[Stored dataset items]
******************************
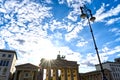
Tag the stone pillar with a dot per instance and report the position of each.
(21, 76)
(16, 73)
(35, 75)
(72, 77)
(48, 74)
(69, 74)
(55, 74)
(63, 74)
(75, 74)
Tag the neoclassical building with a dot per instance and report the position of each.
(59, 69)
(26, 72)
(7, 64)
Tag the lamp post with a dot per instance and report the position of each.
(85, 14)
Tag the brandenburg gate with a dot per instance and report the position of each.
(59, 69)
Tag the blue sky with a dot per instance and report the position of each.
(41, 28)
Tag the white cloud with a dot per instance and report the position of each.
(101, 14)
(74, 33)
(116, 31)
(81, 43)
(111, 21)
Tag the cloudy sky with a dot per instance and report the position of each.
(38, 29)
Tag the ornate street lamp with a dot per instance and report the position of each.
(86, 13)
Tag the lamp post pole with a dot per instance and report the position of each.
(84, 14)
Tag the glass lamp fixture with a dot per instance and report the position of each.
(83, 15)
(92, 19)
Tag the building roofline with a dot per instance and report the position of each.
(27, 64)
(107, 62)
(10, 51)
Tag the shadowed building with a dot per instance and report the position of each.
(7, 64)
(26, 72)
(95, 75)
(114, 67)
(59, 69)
******************************
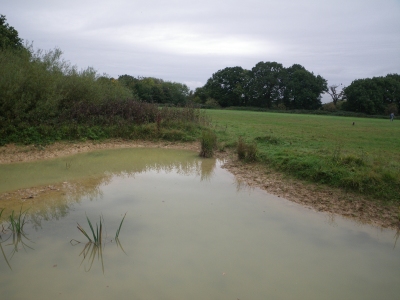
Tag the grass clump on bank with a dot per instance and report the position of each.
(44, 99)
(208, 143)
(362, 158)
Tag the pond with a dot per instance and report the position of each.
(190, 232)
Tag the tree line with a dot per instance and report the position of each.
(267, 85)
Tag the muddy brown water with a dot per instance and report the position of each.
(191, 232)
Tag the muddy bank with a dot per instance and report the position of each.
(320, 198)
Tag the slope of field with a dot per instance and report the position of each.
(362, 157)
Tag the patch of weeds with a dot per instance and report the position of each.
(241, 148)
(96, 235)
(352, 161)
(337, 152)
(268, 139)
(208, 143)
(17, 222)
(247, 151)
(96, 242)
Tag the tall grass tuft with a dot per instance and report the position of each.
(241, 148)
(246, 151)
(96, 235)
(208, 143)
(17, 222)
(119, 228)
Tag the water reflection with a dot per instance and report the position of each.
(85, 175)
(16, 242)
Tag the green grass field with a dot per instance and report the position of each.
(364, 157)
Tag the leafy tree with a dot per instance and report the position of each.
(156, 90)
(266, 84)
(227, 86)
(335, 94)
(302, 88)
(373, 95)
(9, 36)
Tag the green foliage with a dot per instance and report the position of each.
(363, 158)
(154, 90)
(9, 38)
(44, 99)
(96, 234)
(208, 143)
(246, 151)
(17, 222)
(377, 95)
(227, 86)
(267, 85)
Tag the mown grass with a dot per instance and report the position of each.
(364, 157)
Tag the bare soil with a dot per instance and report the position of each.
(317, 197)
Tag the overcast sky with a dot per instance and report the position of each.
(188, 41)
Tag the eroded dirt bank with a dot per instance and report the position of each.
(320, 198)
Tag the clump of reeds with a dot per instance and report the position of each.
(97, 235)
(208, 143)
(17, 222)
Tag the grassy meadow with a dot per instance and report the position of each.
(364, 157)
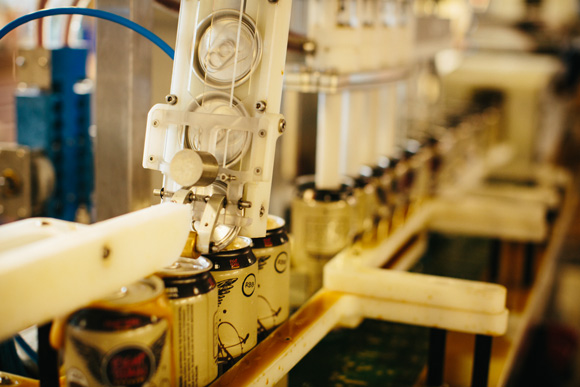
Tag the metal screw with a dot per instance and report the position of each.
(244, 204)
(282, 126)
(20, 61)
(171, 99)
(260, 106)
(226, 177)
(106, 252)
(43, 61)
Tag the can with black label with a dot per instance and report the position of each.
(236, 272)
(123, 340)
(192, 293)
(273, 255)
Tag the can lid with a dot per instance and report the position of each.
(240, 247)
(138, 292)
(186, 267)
******************************
### Exercise
Count the lines in the material above that contain the word "lamp". Reply with the number alone.

### Worked answer
4